Ich habe lange passende Metaphern für den Unterschied zwischen dem juristischen, dichotomen und dem empathischen, kreativen Denken gesucht. Kaltes Denken, warmes Denken erinnert an das schöne Buch von Daniel Kahneman Schnelles Denken, langsames Denken.6 Nun wird oft Denken schlechthin mit Kälte verknüpft und etwa die »kalte« Mathematik der »warmen« Empathie gegenübergestellt. Der Psychologiestudent wird in den ersten Semestern seines Studiums erst einmal durch eine ausgiebige Dusche mit Statistik in seinem Streben abgekühlt, sich in Menschen hineinzuversetzen, sie zu verstehen und ihnen zu helfen.
Demnach benötigen wir zusätzliche Kategorien wie (kalte) Enge und (warme) Weite, Geschlossenheit und Offenheit, Ernst und Spiel, um dem reichen Spektrum der »Gedankentemperatur« näher zu kommen. Und wir bemerken:
Je stärker das kalte Denken unser Erleben durchdringt, desto schwerer wird es uns fallen, das Scheitern von Erwartungen hinzunehmen und nach Enttäuschungen unbeeindruckt fortzufahren. Je mehr wir nach Schuldigen suchen und uns der Frage hingeben, ob wir für eine Kränkung Schadensersatz beanspruchen oder die Justiz als Rächerin einschalten können, desto weniger Kraft und Aufmerksamkeit bleiben für die Bewältigung der Gegenwart.
Es ist das juristische, bewertende, schuldzuschreibende Denken – das kalte Denken –, das Heinrich von Kleist in seiner Studie Das Marionettentheater so eindrucksvoll als zerstörerische Kraft beschrieben hat, welche den Bewegungen die Anmut raubt und uns als Menschen ärmer in der Bandbreite der Einfühlung werden lässt. Das forschende, nach vorne gerichtete Denken, die wärmende Empathie wäre das Vermögen, dessen die Gesellschaft (wieder) fähig sein müsste. Ein erstes Beispiel für die Vergeudung von Energie und den Raub an Lebensqualität durch die Unterwerfung unter juristisches Denken sind defensive Entwicklungen in Medizin und Psychotherapie.7 In den darauf folgenden acht Kapiteln finden Suchbewegungen auf den unterschiedlichsten gesellschaftlichen Gebieten statt, die die Metapher des kalten und warmen Denkens illustrieren.

- - -

Arbeitsauftrag 1 ::
Beantworte zum Text über kaltes und warmes Denken die folgenden Fragen.
(a) An welches Buch erinnert die Wendung »Kaltes Denken, warmes Denken«?
(b) Welche zusätzlichen Kategorien braucht man laut dem Text, um dem Spektrum der »Gedankentemperatur« näher zu kommen?
(c) Was wird als erstes Beispiel für die Vergeudung von Energie durch die Unterwerfung unter juristisches Denken genannt?
Arbeitsauftrag 2 :: Fasse den Text über kaltes und warmes Denken in zwei Sätzen zusammen.
Arbeitsauftrag 3 :: Setze den Text über kaltes und warmes Denken im Anschluss an seinen letzten Satz fort.

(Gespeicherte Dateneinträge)
- - -

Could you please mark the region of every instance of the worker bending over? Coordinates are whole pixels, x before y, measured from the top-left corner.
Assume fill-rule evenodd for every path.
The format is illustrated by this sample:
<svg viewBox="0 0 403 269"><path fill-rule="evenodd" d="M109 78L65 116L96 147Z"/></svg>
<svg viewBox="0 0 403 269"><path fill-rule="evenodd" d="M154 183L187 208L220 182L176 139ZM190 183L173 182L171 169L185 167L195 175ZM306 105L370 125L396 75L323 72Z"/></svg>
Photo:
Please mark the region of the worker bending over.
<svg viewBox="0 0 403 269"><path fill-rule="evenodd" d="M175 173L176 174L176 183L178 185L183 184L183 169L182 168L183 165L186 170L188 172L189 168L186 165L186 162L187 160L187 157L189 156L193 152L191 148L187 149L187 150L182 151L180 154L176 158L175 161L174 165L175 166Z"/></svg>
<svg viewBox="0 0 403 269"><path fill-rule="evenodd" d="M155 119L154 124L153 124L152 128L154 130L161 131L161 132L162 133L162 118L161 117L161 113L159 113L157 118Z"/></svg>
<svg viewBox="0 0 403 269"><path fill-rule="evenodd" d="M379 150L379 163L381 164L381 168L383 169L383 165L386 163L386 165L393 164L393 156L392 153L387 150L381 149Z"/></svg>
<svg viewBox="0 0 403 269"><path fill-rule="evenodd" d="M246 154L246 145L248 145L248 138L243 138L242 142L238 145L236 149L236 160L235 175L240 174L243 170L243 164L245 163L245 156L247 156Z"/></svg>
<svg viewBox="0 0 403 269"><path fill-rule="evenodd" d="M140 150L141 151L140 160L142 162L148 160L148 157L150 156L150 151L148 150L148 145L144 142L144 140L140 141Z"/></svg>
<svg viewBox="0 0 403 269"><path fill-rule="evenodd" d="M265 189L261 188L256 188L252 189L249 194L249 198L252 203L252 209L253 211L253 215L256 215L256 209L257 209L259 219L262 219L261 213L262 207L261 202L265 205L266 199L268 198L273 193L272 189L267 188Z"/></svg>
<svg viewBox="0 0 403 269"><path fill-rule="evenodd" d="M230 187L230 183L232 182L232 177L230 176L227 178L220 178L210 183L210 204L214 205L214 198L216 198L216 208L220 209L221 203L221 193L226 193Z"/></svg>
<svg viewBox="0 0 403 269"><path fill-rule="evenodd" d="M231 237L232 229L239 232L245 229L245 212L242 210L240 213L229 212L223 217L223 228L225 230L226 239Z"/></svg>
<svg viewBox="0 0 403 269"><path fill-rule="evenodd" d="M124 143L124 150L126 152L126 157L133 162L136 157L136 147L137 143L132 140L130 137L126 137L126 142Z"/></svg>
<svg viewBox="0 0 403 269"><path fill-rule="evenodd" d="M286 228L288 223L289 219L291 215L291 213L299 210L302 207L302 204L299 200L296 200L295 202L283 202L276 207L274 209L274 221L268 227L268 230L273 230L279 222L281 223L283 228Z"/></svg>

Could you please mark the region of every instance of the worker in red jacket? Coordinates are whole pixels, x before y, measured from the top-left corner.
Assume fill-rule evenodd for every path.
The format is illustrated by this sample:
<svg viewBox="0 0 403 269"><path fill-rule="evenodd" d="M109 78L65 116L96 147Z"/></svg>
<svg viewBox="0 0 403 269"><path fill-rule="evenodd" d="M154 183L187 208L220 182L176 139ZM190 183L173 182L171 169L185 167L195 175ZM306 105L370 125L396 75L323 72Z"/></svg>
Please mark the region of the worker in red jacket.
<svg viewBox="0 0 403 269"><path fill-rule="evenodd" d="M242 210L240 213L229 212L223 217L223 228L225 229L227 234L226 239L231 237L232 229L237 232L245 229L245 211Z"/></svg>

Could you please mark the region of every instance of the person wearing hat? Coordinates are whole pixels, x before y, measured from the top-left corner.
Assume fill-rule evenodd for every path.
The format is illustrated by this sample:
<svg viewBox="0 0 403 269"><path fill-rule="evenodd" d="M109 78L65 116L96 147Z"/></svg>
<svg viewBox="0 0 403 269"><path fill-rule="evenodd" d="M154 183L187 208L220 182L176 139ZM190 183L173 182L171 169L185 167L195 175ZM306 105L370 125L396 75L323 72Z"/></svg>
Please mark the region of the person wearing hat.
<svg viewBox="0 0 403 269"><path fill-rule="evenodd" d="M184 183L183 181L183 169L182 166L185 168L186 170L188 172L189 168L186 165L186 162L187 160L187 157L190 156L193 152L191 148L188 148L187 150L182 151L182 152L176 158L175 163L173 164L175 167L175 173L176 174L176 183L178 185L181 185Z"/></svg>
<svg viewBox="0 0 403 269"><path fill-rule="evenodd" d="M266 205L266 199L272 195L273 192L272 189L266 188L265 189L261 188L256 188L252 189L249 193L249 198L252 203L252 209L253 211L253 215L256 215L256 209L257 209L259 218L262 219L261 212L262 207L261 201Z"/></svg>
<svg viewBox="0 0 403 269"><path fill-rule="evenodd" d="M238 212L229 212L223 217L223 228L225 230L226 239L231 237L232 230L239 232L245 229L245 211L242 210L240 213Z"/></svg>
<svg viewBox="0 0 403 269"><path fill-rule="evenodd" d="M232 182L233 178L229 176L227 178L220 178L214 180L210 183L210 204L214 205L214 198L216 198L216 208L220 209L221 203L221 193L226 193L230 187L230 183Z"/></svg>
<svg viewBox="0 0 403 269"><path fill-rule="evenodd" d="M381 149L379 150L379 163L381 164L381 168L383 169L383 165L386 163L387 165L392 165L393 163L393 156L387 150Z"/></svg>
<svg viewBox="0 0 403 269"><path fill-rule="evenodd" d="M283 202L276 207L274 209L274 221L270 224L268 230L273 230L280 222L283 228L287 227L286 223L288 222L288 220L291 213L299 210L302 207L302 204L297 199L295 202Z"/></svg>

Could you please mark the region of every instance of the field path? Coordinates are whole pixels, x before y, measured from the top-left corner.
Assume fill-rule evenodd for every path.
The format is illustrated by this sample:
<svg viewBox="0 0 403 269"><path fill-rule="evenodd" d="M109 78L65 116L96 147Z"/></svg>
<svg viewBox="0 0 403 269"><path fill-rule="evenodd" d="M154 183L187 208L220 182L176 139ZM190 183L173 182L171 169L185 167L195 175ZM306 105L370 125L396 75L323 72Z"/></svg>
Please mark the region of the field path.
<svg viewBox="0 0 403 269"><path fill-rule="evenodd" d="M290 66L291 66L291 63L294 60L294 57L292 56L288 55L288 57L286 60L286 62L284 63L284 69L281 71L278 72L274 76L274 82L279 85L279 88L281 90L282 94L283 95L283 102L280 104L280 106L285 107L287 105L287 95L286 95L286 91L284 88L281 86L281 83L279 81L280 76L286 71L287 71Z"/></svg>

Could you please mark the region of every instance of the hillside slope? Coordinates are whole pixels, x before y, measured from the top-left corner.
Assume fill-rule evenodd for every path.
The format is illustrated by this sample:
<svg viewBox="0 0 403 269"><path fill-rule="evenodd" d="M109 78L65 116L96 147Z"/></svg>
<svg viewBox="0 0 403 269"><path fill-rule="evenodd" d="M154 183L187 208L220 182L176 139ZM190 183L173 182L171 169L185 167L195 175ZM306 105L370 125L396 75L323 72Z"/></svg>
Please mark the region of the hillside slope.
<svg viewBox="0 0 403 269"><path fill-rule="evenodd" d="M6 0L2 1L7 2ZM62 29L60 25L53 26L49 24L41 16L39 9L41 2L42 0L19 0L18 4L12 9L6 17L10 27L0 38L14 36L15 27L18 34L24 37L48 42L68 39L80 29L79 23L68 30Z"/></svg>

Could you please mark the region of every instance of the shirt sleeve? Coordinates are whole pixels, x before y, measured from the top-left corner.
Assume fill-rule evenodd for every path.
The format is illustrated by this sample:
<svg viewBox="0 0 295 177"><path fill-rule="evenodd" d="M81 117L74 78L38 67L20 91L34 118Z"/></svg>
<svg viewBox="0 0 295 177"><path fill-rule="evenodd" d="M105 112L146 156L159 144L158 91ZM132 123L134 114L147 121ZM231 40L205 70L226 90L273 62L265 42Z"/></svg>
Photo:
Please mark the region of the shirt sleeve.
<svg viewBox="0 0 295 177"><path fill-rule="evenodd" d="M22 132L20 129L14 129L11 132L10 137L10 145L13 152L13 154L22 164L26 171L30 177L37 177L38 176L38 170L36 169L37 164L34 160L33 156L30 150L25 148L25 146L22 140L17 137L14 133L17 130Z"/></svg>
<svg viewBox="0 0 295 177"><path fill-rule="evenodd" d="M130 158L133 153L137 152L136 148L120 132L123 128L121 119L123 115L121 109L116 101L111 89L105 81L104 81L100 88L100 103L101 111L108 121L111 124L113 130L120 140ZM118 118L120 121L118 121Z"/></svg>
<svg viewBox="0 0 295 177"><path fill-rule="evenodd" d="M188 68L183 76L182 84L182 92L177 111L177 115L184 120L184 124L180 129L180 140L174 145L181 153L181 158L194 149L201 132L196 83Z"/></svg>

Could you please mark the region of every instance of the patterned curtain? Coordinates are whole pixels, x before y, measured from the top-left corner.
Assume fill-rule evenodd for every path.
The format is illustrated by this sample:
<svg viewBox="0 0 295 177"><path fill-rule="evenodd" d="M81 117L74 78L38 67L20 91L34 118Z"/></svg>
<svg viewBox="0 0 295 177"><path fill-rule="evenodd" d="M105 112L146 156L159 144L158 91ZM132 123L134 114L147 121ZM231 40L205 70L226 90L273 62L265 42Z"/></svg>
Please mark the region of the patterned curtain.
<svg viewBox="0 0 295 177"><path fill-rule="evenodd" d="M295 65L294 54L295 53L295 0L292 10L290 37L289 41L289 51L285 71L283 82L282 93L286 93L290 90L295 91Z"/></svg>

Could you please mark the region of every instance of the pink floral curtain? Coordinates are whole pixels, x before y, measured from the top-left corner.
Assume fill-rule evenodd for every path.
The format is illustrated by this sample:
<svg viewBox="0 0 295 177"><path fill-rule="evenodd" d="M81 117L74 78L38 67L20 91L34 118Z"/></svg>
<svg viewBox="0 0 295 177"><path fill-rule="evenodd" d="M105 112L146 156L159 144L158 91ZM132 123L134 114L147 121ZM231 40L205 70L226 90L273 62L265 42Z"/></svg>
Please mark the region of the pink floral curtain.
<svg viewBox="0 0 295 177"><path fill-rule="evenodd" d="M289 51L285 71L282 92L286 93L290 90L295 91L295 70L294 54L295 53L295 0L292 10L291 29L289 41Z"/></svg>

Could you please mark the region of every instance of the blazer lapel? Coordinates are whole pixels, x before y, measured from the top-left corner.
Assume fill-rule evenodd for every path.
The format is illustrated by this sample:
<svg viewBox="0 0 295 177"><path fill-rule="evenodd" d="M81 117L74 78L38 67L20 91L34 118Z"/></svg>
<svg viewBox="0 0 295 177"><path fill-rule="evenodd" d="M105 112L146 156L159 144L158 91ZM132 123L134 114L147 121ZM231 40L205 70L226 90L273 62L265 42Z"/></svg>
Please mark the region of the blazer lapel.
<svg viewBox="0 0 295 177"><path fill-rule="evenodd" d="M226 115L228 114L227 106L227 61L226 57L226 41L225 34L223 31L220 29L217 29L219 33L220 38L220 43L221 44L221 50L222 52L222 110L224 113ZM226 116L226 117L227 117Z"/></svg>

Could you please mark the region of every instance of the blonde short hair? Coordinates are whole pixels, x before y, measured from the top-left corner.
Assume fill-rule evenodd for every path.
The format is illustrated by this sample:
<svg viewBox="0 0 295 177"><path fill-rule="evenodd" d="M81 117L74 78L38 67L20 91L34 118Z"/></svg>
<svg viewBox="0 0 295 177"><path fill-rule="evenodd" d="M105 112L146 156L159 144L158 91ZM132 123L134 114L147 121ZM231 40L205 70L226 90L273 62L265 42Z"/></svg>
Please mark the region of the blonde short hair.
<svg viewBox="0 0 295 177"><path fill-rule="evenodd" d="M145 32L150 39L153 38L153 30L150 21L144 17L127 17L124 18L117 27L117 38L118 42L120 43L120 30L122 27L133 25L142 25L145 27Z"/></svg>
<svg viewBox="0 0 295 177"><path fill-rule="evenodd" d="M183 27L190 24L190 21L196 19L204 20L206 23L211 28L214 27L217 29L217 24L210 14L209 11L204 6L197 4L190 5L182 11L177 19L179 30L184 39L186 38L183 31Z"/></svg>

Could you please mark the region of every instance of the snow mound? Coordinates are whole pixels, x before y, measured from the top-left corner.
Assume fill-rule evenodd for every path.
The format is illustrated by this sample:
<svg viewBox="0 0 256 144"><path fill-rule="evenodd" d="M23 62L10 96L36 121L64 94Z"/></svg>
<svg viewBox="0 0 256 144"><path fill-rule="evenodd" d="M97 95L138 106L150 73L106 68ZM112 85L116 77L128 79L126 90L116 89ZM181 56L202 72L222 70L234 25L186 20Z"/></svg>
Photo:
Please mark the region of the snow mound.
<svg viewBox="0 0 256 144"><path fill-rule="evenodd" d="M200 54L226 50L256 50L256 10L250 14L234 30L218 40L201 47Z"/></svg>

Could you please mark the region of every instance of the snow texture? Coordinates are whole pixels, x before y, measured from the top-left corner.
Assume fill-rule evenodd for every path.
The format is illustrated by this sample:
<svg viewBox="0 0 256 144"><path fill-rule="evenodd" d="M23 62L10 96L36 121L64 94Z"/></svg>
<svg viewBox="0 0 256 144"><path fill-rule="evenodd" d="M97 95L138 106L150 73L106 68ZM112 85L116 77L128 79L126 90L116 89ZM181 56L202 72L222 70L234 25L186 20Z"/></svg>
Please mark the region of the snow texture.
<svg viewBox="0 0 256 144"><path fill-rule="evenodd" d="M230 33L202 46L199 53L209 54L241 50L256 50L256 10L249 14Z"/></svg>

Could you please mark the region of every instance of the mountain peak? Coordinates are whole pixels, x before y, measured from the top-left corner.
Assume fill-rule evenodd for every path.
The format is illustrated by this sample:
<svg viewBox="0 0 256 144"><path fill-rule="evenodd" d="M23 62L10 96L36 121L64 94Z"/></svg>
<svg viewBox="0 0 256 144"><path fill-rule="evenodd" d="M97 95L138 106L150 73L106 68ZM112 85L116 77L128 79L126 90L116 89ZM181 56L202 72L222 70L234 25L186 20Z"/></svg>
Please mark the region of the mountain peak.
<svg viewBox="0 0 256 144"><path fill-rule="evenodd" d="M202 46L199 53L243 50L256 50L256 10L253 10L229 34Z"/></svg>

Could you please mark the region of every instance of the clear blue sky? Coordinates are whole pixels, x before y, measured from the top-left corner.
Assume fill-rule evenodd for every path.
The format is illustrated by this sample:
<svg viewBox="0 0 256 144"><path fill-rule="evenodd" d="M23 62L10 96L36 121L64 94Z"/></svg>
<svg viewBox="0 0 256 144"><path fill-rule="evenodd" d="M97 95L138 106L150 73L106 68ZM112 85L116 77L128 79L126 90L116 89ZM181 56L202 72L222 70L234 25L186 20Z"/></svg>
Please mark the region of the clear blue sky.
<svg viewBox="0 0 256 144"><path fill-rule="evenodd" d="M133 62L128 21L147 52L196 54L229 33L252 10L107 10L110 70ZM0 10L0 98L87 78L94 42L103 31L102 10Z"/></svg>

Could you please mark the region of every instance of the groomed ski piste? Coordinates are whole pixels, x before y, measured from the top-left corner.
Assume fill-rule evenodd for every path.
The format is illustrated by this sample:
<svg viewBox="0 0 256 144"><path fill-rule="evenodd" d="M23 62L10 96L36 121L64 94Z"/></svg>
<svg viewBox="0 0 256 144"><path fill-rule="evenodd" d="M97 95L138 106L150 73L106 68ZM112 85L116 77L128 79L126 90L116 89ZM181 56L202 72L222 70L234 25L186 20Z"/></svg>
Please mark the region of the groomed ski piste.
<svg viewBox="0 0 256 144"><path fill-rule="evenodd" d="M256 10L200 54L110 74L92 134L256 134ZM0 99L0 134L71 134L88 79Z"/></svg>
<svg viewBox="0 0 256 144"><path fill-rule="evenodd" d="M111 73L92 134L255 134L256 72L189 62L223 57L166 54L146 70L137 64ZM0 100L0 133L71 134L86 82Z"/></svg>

- - -

Ergebnis 1 ::
(a) An das Buch Schnelles Denken, langsames Denken von Daniel Kahneman.
(b) (Kalte) Enge und (warme) Weite, Geschlossenheit und Offenheit, Ernst und Spiel.
(c) Defensive Entwicklungen in Medizin und Psychotherapie.

Ergebnis 2 :: Der Text stellt das kalte, juristische, schuldzuschreibende Denken dem warmen, empathischen, kreativen Denken gegenüber und ergänzt dafür Kategorien wie Enge und Weite, Geschlossenheit und Offenheit sowie Ernst und Spiel. Je stärker das kalte Denken unser Erleben durchdringt, desto schwerer fällt es, Enttäuschungen hinzunehmen, und desto weniger Kraft bleibt für die Gegenwart, während die wärmende Empathie das Vermögen wäre, dessen die Gesellschaft (wieder) fähig sein müsste.

Ergebnis 3 ::
1 Johann Wolfgang von Goethe: Faust I. Online verfügbar unter https://www.projekt-gutenberg.org/goethe/faust1/faust1.html [zuletzt abgerufen am 14.01.2020], Mephistopheles im Studierzimmer. Goethe arbeitete selbst als Jurist.
2 Wolfgang Schmidbauer: Helikoptermoral. Empörung, Entrüstung und Zorn im öffentlichen Raum. Hamburg 2017.
3 Martin Wittmann: »Better call Rainer. Interview mit Rainer Bock«, in: Süddeutsche Zeitung vom 30.11.2018, https://www.sueddeutsche.de/medien/fernsehserien-better-call-rainer-1.4233806?reduced=true [zuletzt abgerufen am 25.11.2019].
4 Ich verwende meist die männliche Form, wie es meinem Sprachgefühl entspricht, dem ich hier den Vorrang gebe, nicht ohne mentales Grummeln. Ich hoffe auf eine wahrhaft emanzipierte Zukunft, in der Sprachformen als Reminiszenz und nicht mehr als fortbestehender Dominanzversuch erlebt werden.
5 Die anschaulichste Darstellung dieser »Deformation als Qualifikation« ist immer noch Heinrich Bollinger et al.: Medizinerwelten. Die Deformation des Arztes als berufliche Qualifikation. München 1981.
6 Daniel Kahneman: Schnelles Denken, langsames Denken. München 2012.
7 In dem folgenden Text wird ein Thema aus Helikoptermoral aufgegriffen und weiterentwickelt: »Der Schaden durch die Schadensstrafe«, vgl. dort S. 151.